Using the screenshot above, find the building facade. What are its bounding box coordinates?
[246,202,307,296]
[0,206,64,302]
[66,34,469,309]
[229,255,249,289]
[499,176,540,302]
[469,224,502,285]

— Aim of the exercise —
Change "building facade" to "storefront" throughout the data and output every line with nothing else altered.

— Exercise result —
Using the screenshot above, find the storefront. What are its bounding box coordinates?
[246,202,307,296]
[0,206,64,302]
[66,34,469,309]
[229,255,249,289]
[499,176,540,302]
[469,224,502,285]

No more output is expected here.